----- Dataset -----
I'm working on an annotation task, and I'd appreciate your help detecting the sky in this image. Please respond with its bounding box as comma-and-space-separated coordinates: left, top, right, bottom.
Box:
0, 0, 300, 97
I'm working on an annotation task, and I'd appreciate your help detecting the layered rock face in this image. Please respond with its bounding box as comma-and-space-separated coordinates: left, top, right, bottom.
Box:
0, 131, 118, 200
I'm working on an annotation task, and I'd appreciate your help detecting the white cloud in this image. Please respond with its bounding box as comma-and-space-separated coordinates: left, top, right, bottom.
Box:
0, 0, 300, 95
-----
----- Dataset -----
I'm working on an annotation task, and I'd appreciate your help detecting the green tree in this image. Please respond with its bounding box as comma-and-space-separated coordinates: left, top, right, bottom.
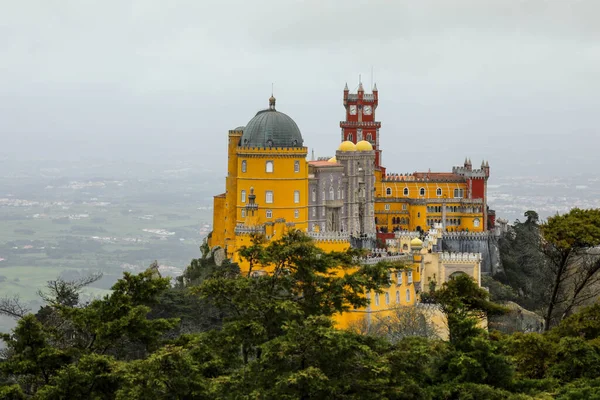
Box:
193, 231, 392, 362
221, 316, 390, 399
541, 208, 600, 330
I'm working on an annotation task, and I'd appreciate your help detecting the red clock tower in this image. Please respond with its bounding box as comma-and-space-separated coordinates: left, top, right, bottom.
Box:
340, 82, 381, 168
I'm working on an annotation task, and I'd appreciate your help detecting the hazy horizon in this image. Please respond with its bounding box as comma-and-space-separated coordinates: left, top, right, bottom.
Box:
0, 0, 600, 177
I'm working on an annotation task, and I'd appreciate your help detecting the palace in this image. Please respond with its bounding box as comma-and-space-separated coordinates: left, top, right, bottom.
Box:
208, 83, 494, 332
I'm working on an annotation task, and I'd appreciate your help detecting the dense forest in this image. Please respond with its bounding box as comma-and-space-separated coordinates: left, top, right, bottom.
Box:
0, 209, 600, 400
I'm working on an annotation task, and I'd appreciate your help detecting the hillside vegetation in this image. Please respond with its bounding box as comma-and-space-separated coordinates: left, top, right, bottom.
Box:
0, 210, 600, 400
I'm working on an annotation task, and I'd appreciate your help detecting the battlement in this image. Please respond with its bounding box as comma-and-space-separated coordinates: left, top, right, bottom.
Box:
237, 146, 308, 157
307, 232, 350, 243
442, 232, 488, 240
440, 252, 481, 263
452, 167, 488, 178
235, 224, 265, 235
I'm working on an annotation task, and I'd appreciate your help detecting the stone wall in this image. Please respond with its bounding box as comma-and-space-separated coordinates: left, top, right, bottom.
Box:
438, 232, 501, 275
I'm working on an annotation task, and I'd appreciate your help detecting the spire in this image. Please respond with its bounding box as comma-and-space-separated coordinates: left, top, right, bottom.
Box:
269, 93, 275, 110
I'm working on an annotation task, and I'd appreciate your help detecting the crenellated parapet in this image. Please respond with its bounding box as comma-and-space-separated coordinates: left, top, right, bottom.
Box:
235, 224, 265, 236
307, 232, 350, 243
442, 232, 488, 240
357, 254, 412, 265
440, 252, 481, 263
-----
Exercise objective => Give the lines starting at the one containing "detecting the white" and ending at the one containing "0, 0, 300, 95", both included, as a JSON list of strings with one string per line and blank lines omitted.

Exercise result =>
[
  "I'm working on an annotation task, and I'd appreciate your help detecting the white cloud in this image. Please respond with its bounding box as comma-and-space-separated coordinates: left, top, right, bottom.",
  "Box:",
  "0, 0, 300, 95"
]